Rewrite the rows below as a Markdown table with two columns, No. and Line. Number each line in order and leave out any blank lines.

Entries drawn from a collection
****
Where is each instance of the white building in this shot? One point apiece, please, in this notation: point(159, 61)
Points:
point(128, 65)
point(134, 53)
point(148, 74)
****
### Result below
| No. | Line |
|---|---|
| 1 | Where is each instance of the white building in this shot? One point apiece, please, in this notation: point(159, 61) |
| 2 | Points: |
| 3 | point(128, 65) |
| 4 | point(134, 53) |
| 5 | point(148, 74) |